The entries below should be transcribed exactly, every one of them.

** Records supplied follows **

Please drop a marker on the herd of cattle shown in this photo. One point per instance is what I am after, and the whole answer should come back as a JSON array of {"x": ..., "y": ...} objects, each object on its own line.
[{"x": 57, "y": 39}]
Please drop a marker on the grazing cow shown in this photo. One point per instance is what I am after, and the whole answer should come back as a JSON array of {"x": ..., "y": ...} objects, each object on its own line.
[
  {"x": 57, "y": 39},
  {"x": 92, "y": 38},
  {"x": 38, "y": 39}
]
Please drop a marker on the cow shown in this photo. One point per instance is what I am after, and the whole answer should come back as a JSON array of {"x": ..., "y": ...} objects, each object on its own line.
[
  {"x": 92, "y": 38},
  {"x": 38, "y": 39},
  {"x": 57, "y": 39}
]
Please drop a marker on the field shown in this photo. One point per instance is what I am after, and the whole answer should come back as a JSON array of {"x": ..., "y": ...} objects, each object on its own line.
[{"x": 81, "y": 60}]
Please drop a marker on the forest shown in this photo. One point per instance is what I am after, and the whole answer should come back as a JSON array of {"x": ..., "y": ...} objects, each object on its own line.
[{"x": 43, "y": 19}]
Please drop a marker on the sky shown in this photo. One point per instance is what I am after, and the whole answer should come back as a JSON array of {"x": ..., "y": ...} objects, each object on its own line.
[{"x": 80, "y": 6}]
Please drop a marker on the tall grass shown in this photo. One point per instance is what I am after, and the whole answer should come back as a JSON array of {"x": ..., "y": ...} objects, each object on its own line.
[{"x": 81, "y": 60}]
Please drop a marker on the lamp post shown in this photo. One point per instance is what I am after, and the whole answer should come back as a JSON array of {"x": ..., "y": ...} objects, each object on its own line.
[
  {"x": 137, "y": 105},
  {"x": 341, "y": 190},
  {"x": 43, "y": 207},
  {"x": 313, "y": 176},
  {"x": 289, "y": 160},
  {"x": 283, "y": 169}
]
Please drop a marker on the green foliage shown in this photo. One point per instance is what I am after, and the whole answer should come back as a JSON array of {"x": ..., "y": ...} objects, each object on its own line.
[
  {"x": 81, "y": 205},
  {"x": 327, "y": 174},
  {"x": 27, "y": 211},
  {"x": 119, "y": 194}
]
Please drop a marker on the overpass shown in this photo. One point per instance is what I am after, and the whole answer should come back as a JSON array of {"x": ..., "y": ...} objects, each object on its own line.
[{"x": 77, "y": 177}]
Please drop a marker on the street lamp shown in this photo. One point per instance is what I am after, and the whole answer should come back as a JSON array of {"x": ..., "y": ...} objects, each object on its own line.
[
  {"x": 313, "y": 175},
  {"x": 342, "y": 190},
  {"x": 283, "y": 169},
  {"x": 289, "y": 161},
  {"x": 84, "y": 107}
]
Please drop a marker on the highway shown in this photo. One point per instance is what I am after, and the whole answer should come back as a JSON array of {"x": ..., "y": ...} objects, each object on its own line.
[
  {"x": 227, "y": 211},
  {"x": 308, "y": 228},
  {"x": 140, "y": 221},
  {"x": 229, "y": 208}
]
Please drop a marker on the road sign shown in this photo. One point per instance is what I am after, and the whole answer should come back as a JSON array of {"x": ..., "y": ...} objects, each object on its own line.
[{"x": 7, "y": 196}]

** End of Records supplied **

Written reply:
Please drop a marker on the herd of cattle shown in this photo. One point per instance is what I am after, and the whole answer should come back as a JSON array of {"x": ..., "y": ...} objects, each object on its own line.
[{"x": 57, "y": 39}]
Please drop a marker on the grazing cow shown in this photo. One point per instance is what I am after, and the whole answer should come back as a JSON array of {"x": ..., "y": ...} objects, each object on its own line.
[
  {"x": 57, "y": 39},
  {"x": 92, "y": 38},
  {"x": 38, "y": 39}
]
Please drop a marker on the cow shown in this photo. One point per instance is what I am after, and the whole answer should come back as a JSON array of {"x": ..., "y": ...} objects, each object on its own line.
[
  {"x": 92, "y": 38},
  {"x": 38, "y": 39},
  {"x": 57, "y": 39}
]
Please drop a marker on the field shown in this photo. One point per instance is what I am after, and the whole answer should come back as a JSON array of {"x": ..., "y": ...} objects, each object on its own line.
[{"x": 81, "y": 60}]
Please drop a marker on the forest shown in this photo. One point per instance is what I am after, and the whole answer should come back as a JSON array of {"x": ..., "y": ...} objects, each object on its own line.
[{"x": 43, "y": 19}]
Please drop a marker on the sky shown in this photo. One point per instance is what I am after, and the whole answer should come back as a JSON array of {"x": ..., "y": ...} objects, each object on its own line.
[{"x": 80, "y": 6}]
Please drop a marker on the tall grass shown in this photo. One point per instance is what I am after, and the whole answer should come back as a JSON array of {"x": ..., "y": ...} objects, each object on its own line.
[{"x": 81, "y": 60}]
Please drop a marker on the lamp post shown in this photo. One point per instance is what I am after, and the whole answer should come back as a JSON array of {"x": ..., "y": ...} objects, each object on its own line.
[
  {"x": 137, "y": 105},
  {"x": 341, "y": 190},
  {"x": 43, "y": 207},
  {"x": 313, "y": 176},
  {"x": 289, "y": 160},
  {"x": 283, "y": 169}
]
Please drop a marker on the green foliage shown in this photo. One point per instance is what I am after, and the whole answer should come back as a JSON array of {"x": ..., "y": ...} objects, each object on its own line.
[
  {"x": 81, "y": 205},
  {"x": 327, "y": 174},
  {"x": 27, "y": 211},
  {"x": 119, "y": 194}
]
Please drop a marker on the overpass shown in this photo. One point per instance is what I am after, and the whole answer should come back as a JSON array of {"x": ..., "y": ...} objects, each object on its own line.
[{"x": 77, "y": 177}]
Please drop a marker on the street lamp shown in this photo. One point per instance is what I am after, and the whole answer should come back as a JSON array of {"x": ..., "y": ...} objects, each object on its own line.
[
  {"x": 313, "y": 175},
  {"x": 342, "y": 190},
  {"x": 283, "y": 169},
  {"x": 289, "y": 161},
  {"x": 84, "y": 107}
]
Please drop a marker on the highway shown in this photo. One point per instance is what I am after, and the whole answer should come back as a JSON array of {"x": ..., "y": ...} objects, each object on its own line.
[
  {"x": 227, "y": 211},
  {"x": 308, "y": 228},
  {"x": 140, "y": 221},
  {"x": 229, "y": 208}
]
Please drop a marker on the road sign shown in this photo. One point per instance is what I am after, and the whole answer should come back as a JSON array of {"x": ..., "y": ...} objects, each object on its own line.
[{"x": 7, "y": 196}]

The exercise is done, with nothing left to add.